#### THE TASK
Copy every line of the data below verbatim, from first to last.

#### DATA PROVIDED
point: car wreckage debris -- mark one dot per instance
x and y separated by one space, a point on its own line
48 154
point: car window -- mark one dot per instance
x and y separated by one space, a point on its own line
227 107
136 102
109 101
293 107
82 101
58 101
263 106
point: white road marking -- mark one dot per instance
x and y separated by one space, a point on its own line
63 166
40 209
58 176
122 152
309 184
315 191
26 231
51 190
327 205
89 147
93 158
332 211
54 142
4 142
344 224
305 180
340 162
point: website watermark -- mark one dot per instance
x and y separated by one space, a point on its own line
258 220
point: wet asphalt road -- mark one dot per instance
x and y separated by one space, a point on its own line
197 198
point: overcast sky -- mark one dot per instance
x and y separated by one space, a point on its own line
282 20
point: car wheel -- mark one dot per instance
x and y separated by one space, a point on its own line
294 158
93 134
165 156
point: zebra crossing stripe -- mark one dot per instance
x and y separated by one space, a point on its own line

#### EXERCISE SOLUTION
point: car wreckage debris -- mark one dot per instance
x and y separated by one space, a point on its own line
48 154
point: car window -- mark one dot per instance
x and y separated by one space, a point on its own line
227 107
136 102
109 101
293 107
82 101
58 101
263 106
point: white road marking -- mark one dot per instance
x and y separated by one space, a point on its own line
63 166
40 209
58 176
122 152
309 184
315 191
26 231
51 190
327 205
89 147
93 158
332 211
54 142
4 142
344 224
305 180
340 162
point: website watermark -- mark one dot per instance
x and y separated by one space, a point on its own line
258 220
point: wet asphalt road -- mark one dot per instance
x and y separated by one space, a point on its own line
197 198
point: overcast sky -- mark one dot per instance
x and y separated by one space, a point on its own line
282 20
point: car wheel -- mark one dot per instance
x and y separated by one space, a point on its own line
294 158
93 134
165 156
point: zebra crossing stripe -- mark one dot per instance
x and y separated by one space, a point on its own line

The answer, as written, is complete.